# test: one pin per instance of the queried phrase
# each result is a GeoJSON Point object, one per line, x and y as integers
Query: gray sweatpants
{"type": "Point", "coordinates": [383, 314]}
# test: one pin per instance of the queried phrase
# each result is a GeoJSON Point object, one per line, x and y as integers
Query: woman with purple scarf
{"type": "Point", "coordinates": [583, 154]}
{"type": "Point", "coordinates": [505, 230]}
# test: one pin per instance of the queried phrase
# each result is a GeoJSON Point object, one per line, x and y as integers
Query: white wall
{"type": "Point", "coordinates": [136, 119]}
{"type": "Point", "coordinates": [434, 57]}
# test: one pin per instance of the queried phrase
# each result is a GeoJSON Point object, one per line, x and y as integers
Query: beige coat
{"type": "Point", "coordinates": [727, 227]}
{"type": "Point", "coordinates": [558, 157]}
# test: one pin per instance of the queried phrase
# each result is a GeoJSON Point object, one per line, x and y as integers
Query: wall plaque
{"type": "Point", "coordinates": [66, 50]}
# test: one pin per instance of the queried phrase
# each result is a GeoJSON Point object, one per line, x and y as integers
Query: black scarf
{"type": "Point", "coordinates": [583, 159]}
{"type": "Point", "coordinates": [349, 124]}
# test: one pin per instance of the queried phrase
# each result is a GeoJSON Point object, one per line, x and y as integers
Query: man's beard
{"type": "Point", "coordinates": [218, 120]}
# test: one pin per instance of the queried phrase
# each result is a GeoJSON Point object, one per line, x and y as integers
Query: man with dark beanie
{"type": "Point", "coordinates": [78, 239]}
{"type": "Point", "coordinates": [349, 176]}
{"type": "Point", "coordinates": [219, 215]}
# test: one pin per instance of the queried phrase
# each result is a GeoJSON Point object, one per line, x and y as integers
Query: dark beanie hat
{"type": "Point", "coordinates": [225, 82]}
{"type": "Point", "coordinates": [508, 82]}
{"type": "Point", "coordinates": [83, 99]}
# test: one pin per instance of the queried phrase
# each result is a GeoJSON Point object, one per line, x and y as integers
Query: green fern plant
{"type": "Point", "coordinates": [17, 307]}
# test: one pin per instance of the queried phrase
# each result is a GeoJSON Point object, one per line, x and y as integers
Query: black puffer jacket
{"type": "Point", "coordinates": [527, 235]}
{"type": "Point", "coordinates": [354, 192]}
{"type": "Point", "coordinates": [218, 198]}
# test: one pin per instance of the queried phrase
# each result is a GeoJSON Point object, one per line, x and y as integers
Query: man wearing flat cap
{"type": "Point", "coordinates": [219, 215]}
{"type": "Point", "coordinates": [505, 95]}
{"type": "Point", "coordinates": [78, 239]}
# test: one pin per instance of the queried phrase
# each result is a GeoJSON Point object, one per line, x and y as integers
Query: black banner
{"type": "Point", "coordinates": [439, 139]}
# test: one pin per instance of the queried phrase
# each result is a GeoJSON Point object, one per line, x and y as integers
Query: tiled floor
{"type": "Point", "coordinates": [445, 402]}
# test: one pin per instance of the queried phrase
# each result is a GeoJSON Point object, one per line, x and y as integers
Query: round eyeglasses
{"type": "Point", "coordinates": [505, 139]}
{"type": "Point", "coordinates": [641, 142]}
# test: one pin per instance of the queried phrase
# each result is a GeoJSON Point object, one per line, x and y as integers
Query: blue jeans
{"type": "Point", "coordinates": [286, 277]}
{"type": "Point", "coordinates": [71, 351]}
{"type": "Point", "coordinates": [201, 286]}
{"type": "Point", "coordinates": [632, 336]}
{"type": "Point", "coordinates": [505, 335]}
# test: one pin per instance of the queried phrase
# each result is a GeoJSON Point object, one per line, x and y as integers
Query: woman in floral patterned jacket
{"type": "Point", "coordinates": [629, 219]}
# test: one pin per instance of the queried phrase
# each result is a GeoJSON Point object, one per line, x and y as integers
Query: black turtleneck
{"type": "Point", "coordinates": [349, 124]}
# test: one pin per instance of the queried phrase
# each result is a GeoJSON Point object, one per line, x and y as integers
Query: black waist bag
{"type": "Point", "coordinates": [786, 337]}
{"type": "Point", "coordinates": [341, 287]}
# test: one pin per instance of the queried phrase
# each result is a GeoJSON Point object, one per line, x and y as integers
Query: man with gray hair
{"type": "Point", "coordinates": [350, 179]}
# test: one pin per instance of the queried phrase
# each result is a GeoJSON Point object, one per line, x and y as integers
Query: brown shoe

Aim of the exercise » Please quote the records above exactly, without skipping a line.

Answer to the exercise »
# test: one pin per instance of the queried phrase
# each result is a GeoJSON Point object, one per line, x and y as integers
Query: gray sweatpants
{"type": "Point", "coordinates": [383, 314]}
# test: one pin per instance of the queried phrase
# each result is a GeoJSON Point object, one per line, x and y as integers
Query: woman with purple scarf
{"type": "Point", "coordinates": [583, 154]}
{"type": "Point", "coordinates": [505, 230]}
# test: one pin per instance of the queried phrase
# each result is a GeoJSON Point object, one per line, x and y as integers
Query: white wall
{"type": "Point", "coordinates": [136, 119]}
{"type": "Point", "coordinates": [434, 57]}
# test: one pin per instance of the queried phrase
# each result is a GeoJSON Point object, one per line, x and y as integers
Query: beige coat
{"type": "Point", "coordinates": [727, 227]}
{"type": "Point", "coordinates": [558, 157]}
# test: one pin per instance of the queried phrase
# each result is a GeoJSON Point object, one per line, x and y as integers
Query: wall plaque
{"type": "Point", "coordinates": [66, 50]}
# test: one pin per instance of the queried phrase
# each result is a GeoJSON Point object, one per line, x and y as integers
Query: black scarf
{"type": "Point", "coordinates": [583, 159]}
{"type": "Point", "coordinates": [349, 124]}
# test: one pin per instance of the queried phrase
# each result is a GeoJSON Point object, one per line, x and y as integers
Query: man's beard
{"type": "Point", "coordinates": [218, 120]}
# test: one pin per instance of the queried phrase
# each result is a GeoJSON Point object, one per line, x and y as integers
Query: man with dark beanie
{"type": "Point", "coordinates": [78, 239]}
{"type": "Point", "coordinates": [349, 176]}
{"type": "Point", "coordinates": [219, 215]}
# test: one pin per instance of the queried phrase
# each result is a GeoJSON Point object, one per line, x and y as integers
Query: dark beanie hat
{"type": "Point", "coordinates": [225, 82]}
{"type": "Point", "coordinates": [508, 82]}
{"type": "Point", "coordinates": [83, 99]}
# test: one pin per instance of the queried phrase
# each result is a GeoJSON Point object, one per line, x and y as integers
Query: green fern plant
{"type": "Point", "coordinates": [17, 307]}
# test: one pin per instance of the queried phrase
# each result is a GeoJSON Point object, one per line, x and y as integers
Query: black puffer jacket
{"type": "Point", "coordinates": [527, 235]}
{"type": "Point", "coordinates": [354, 192]}
{"type": "Point", "coordinates": [218, 198]}
# test: one pin per instance of the queried phrase
# each result is a GeoJSON Point object, one per line, x and y as integers
Query: man wearing flat cap
{"type": "Point", "coordinates": [219, 215]}
{"type": "Point", "coordinates": [505, 95]}
{"type": "Point", "coordinates": [78, 239]}
# test: one pin per instance of the queried phrase
# each result is a GeoJSON Point object, one per line, x and y as integers
Query: black banner
{"type": "Point", "coordinates": [439, 139]}
# test: one pin per instance of the queried phrase
# each result is a GeoJSON Point object, one per line, x and y as integers
Query: tiled floor
{"type": "Point", "coordinates": [445, 402]}
# test: one pin per instance of the queried phrase
# each result is a GeoJSON Point object, one per line, x and y as integers
Query: round eyeglasses
{"type": "Point", "coordinates": [505, 139]}
{"type": "Point", "coordinates": [641, 142]}
# test: one pin per instance of the queried phrase
# each result is a GeoJSON Point object, one per line, x and y as integers
Query: blue jeans
{"type": "Point", "coordinates": [286, 277]}
{"type": "Point", "coordinates": [71, 351]}
{"type": "Point", "coordinates": [201, 286]}
{"type": "Point", "coordinates": [632, 336]}
{"type": "Point", "coordinates": [505, 335]}
# test: one pin per instance of the queried phrase
# each result is a GeoJSON Point object, one per line, x and y as integers
Query: woman in floral patterned jacket
{"type": "Point", "coordinates": [629, 219]}
# test: one pin per instance of the queried phrase
# each result is a GeoJSON Point object, one per line, x and y as integers
Query: black turtleneck
{"type": "Point", "coordinates": [349, 124]}
# test: one pin per instance of the queried phrase
# each result is a GeoJSON Point object, one per line, x and y as integers
Query: black waist bag
{"type": "Point", "coordinates": [786, 337]}
{"type": "Point", "coordinates": [341, 287]}
# test: one pin per instance of the queried phrase
# each result is a GeoJSON Point object, one per line, x and y as integers
Query: man with gray hair
{"type": "Point", "coordinates": [350, 179]}
# test: one pin per instance of the queried phrase
# each result is a GeoJSON Point object, one per line, x and y as integers
Query: brown shoe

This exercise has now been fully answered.